== EXERCISE AIM ==
Update the stretch from the line containing "Expected: one marker per instance of the tear" through the end of the listing, changing "banknote" to "currency note" and keeping every other part the same. Write out only those lines.

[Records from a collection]
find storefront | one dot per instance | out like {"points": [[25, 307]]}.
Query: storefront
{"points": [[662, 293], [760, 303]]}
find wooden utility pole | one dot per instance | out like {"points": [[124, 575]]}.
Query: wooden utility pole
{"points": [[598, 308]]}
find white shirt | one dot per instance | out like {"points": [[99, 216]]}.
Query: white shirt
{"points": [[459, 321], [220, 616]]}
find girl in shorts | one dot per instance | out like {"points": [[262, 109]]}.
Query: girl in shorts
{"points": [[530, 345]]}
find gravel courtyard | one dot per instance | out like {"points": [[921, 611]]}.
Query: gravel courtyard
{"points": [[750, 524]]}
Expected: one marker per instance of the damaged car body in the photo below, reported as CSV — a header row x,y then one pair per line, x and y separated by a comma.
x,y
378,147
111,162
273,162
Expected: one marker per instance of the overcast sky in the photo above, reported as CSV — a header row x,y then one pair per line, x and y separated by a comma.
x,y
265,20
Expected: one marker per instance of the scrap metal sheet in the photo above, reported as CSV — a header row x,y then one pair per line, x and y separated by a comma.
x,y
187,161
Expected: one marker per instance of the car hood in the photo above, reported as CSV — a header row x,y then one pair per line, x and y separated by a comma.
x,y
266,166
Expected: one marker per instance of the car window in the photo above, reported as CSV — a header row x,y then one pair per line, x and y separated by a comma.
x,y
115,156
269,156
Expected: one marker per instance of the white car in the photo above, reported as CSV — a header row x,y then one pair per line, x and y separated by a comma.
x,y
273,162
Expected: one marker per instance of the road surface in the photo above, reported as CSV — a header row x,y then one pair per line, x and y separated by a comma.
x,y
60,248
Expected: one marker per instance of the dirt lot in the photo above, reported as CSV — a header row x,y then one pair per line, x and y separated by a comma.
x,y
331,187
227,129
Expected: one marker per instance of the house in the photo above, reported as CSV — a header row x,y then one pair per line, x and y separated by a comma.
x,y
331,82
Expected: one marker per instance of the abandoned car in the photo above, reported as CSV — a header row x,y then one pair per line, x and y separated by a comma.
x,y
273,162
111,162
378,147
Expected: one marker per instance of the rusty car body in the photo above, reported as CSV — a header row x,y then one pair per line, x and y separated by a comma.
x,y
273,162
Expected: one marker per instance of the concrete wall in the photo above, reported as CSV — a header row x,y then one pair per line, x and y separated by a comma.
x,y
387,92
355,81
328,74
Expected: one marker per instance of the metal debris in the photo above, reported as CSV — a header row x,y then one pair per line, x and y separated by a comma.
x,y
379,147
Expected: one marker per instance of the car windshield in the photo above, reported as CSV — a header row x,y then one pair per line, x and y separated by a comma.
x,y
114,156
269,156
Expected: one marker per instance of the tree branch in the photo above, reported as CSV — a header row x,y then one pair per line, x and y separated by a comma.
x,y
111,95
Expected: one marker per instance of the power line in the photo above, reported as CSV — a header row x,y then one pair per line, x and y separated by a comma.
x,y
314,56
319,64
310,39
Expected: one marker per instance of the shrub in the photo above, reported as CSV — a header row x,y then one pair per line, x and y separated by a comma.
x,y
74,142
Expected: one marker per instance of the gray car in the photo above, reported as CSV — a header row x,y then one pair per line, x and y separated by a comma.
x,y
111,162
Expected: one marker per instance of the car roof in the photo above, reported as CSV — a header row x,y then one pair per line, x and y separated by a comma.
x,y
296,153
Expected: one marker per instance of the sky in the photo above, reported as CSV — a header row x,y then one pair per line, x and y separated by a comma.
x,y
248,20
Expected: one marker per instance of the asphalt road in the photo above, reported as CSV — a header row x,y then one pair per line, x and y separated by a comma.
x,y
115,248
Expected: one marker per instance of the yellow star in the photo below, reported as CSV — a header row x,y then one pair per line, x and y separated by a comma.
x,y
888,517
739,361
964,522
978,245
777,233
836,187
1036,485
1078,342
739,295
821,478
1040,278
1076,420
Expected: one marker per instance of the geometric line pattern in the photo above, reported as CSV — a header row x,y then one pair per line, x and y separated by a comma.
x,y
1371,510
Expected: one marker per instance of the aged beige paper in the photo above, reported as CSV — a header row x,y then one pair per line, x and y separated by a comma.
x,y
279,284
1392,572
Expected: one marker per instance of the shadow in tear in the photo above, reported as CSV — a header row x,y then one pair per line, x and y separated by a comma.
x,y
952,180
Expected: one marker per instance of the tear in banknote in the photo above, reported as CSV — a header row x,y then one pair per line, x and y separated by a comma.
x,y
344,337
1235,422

== RESPONSE ==
Expected: one marker per instance of the tear in currency note in the photo above, reported as CSV — a header row x,y then one pair per line, x and y separated by a comma.
x,y
344,337
1235,422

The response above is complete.